— PASSAGE —
I remember well that April 3rd day of 1974. I had heard reports of possible severe weather and although we heard thunder and saw lightening, nothing more transpired that day in Hancock County. Later that night I learned about a severe tornado hitting Hardinsburg, Irvington and Brandenburg, with possible deaths.
The next morning I loaded my big camera and flew my plane toward Breck County to capture the damage on film. Ralph Bozarth and Leroy Lamar went along. I flew toward Hardinsburg and saw where the tornado touched down. As we flew along the path of destruction (toward Irvington) we could see the destruction increase with homes completely leveled. As we arrived over Brandenburg we were astounded to see the horrific force of the tornado.
Most of the town was completely wiped out.
I circled the town and began taking photos. We could see Emergency and National Guard personnel searching through the rubble. 31 people lost their lives at Brandenburg that day.
The Meade County Messenger owned by Jim Willis, his wife and daughter, Jane, was located in the hardest hit area of Brandenburg. I made a few prints of the aerial photos and drove to Brandenburg the next day to see if I could give the owners some aid in printing their next edition. When I arrived, the National Guard had closed off the area. I told them I wanted to check on Jim Willis and his family and showed my press credentials. They let me in, but warned me of the dangerous debris and unsafe buildings.
As I walked through the town, it held an eerie silence.
I remember passing an office building that was still standing, curtains blowing out the destroyed windows. It seemed like a movie. The tragedy was so shocking I was flabbergasted to see large trees with all of the bark ripped away. When I arrived at the newspaper office I could see the roof was damaged. I walked up to the door, opened it carefully and shouted, “is anybody in there.” Jim Willis replied, “Come on in.” They were busy trying to salvage equipment as water had poured through the roof damaging the majority.

Excerpt from a dataset
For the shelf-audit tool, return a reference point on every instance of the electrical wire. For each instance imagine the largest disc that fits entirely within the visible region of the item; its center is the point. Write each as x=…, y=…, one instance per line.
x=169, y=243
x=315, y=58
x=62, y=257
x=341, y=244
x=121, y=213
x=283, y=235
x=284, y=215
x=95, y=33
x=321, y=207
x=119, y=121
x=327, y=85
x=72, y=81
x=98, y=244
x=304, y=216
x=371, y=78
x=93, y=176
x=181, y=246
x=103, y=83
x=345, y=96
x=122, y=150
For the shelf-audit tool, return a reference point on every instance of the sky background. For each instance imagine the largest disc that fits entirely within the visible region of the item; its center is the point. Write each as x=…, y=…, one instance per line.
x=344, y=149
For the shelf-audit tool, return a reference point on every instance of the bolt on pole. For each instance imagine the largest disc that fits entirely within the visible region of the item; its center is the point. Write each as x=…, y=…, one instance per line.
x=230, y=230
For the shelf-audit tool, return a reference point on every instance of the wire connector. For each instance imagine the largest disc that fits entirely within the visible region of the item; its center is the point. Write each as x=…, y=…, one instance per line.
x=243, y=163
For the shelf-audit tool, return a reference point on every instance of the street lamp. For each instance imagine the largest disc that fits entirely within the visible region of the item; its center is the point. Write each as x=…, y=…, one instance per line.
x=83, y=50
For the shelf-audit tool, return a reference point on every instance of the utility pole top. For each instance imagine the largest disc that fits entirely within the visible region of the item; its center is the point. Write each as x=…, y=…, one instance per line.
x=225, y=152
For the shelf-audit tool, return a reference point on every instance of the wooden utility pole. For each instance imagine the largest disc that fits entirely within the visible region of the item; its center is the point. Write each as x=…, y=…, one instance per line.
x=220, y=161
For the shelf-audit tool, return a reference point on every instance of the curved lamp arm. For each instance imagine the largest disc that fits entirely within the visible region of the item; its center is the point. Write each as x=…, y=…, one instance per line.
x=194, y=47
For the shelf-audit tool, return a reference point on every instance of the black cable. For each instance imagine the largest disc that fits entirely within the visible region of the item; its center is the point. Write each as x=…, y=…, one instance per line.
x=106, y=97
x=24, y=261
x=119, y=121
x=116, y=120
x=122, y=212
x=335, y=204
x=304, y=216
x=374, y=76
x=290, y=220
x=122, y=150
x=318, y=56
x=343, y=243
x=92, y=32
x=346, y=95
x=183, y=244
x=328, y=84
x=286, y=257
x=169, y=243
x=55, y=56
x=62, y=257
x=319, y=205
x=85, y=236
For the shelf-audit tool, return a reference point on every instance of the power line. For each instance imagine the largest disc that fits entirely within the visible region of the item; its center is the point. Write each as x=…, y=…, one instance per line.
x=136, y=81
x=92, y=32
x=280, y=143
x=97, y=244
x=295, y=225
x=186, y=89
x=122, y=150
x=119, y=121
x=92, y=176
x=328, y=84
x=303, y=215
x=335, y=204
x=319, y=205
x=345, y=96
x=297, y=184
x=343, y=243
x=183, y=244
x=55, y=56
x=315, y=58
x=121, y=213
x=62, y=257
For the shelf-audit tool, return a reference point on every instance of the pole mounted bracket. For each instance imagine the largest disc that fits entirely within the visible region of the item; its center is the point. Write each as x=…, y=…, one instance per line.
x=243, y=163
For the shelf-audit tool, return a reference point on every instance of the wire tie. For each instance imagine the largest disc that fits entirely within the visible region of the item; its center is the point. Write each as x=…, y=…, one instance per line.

— GIVEN PROBLEM —
Can you write out the full tornado passage above, word for word?

— SOLUTION TO THE PROBLEM —
I remember well that April 3rd day of 1974. I had heard reports of possible severe weather and although we heard thunder and saw lightening, nothing more transpired that day in Hancock County. Later that night I learned about a severe tornado hitting Hardinsburg, Irvington and Brandenburg, with possible deaths.
The next morning I loaded my big camera and flew my plane toward Breck County to capture the damage on film. Ralph Bozarth and Leroy Lamar went along. I flew toward Hardinsburg and saw where the tornado touched down. As we flew along the path of destruction (toward Irvington) we could see the destruction increase with homes completely leveled. As we arrived over Brandenburg we were astounded to see the horrific force of the tornado.
Most of the town was completely wiped out.
I circled the town and began taking photos. We could see Emergency and National Guard personnel searching through the rubble. 31 people lost their lives at Brandenburg that day.
The Meade County Messenger owned by Jim Willis, his wife and daughter, Jane, was located in the hardest hit area of Brandenburg. I made a few prints of the aerial photos and drove to Brandenburg the next day to see if I could give the owners some aid in printing their next edition. When I arrived, the National Guard had closed off the area. I told them I wanted to check on Jim Willis and his family and showed my press credentials. They let me in, but warned me of the dangerous debris and unsafe buildings.
As I walked through the town, it held an eerie silence.
I remember passing an office building that was still standing, curtains blowing out the destroyed windows. It seemed like a movie. The tragedy was so shocking I was flabbergasted to see large trees with all of the bark ripped away. When I arrived at the newspaper office I could see the roof was damaged. I walked up to the door, opened it carefully and shouted, “is anybody in there.” Jim Willis replied, “Come on in.” They were busy trying to salvage equipment as water had poured through the roof damaging the majority.